EXCERPT TO READ
11.4 Merger, Consolidation and Sale of Assets.
Except as provided in Section 11.7, the Trust may
merge or consolidate with any other corporation,
association, trust or other organization or may
sell, lease or exchange all or substantially all of
the Trust Property or the property, including its
good will, upon such terms and conditions and for
such consideration when and as authorized by two-
thirds of the Trustees; provided that any merger or
consolidation in which the Trust is not the
surviving entity, or sale, lease or exchange of all
or substantially all of the Trust Property of the
Trust (measured at the time that such transaction
was originally approved by two-thirds of the
Trustees as set forth in this Section 11.4) shall
require approval by Shareholders as set forth under
Section 11.3(b) of this Declaration and any such
merger, consolidation, sale, lease or exchange shall
be determined for all purposes to have been
accomplished under and pursuant to the laws of the
State of Delaware.

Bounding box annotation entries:
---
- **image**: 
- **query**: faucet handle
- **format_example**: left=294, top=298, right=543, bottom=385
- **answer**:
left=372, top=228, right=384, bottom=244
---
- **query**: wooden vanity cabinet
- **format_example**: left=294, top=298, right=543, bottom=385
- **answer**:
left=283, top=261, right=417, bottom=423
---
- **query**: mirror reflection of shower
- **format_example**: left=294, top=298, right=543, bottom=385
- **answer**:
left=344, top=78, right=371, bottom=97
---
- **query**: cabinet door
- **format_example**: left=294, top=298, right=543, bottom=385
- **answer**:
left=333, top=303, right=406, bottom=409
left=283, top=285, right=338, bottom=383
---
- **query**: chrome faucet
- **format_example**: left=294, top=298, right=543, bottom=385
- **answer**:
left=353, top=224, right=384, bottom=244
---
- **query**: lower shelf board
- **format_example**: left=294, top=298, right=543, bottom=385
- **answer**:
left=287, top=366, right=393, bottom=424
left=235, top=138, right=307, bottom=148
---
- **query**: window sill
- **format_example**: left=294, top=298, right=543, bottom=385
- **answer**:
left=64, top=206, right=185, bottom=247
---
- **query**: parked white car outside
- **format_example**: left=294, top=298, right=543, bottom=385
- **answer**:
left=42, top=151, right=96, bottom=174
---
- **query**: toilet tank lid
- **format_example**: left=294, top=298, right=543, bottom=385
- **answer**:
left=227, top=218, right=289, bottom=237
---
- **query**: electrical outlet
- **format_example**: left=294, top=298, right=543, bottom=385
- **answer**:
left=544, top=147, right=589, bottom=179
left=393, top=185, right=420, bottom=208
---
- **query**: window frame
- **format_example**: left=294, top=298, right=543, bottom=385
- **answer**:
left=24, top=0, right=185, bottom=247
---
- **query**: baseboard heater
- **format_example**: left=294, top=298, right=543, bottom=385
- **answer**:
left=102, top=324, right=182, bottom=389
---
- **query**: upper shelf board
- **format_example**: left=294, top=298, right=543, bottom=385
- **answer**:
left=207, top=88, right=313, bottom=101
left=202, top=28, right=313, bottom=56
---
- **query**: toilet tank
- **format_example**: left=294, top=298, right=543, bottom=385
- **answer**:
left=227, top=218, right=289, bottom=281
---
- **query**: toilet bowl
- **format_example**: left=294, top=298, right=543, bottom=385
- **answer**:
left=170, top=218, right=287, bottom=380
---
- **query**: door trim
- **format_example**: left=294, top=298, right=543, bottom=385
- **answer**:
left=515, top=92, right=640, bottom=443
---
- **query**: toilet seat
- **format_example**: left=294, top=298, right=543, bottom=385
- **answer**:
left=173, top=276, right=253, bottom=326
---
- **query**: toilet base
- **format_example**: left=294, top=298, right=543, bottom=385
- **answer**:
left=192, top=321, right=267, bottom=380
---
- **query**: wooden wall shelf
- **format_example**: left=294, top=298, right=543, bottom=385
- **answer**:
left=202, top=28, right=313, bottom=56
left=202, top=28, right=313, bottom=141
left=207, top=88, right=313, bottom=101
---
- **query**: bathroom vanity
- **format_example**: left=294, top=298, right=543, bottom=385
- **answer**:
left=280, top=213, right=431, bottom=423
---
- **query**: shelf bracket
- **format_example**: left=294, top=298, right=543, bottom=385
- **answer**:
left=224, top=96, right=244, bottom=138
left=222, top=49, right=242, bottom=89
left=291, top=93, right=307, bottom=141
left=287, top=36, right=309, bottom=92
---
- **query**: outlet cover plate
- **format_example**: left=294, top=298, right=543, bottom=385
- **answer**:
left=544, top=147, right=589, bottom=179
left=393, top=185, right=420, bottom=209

EXERCISE REQUIREMENTS
a) Answer these questions about the merger provision, each on its own line:
(i) What share of the Trustees must authorize a merger, consolidation, or sale of assets?
(ii) Which section of the Declaration sets out the Shareholder approval that some of these transactions require?
(iii) Under the laws of which state is any such transaction deemed to have been accomplished?
b) Recast the paragraph of the merger provision beginning "Except as provided in Section 11.7" as a short bulleted list that keeps its main facts.
c) Pick up the merger provision after its final sentence and write what comes next.
The lines are not needed for any of the work here.

EXERCISE RESULTS
a)
(i) Two-thirds of the Trustees.
(ii) Section 11.3(b).
(iii) The State of Delaware.

b)
- Except as provided in Section 11.7, the Trust may merge or consolidate with another corporation, association, trust, or other organization.
- The Trust may also sell, lease, or exchange all or substantially all of the Trust Property, including its good will.
- Any such transaction needs authorization by two-thirds of the Trustees, on the terms, conditions, and consideration they set.
- Shareholder approval under Section 11.3(b) is also needed for:
  - a merger or consolidation in which the Trust is not the surviving entity;
  - a sale, lease, or exchange of all or substantially all of the Trust Property, measured when two-thirds of the Trustees first approved the transaction.
- Every such transaction is deemed to have been accomplished under the laws of the State of Delaware.

c)
11.5 Subsidiaries. Without approval by
Shareholders, the Trustees may cause to be organized
or assist in organizing one or more corporations,
trusts, partnerships, associations or other
organizations to take over all of the Trust Property
or to carry on any business in which the Trust shall
directly or indirectly have any interest, and to
sell, convey and transfer all or a portion of the
Trust Property to any such corporation, trust,
limited liability company, association or
organization in exchange for the shares or
securities thereof, or otherwise, and to lend money
to, subscribe for the shares or securities of, and
enter into any contracts with any such corporation,
trust, limited liability company, partnership,
association or organization, or any corporation,
partnership, trust, limited liability company,
association or organization in which the Trust holds
or is about to acquire shares or any other
interests.
11.6 Conversion. Notwithstanding any other
provisions of this Declaration or the By-Laws of the
Trust, for so long as the Trust shall remain
registered as an investment company under the 1940
Act, a favorable vote of a majority of the Trustees
then in office followed by the favorable vote of the
holders of not less than seventy-five percent (75%)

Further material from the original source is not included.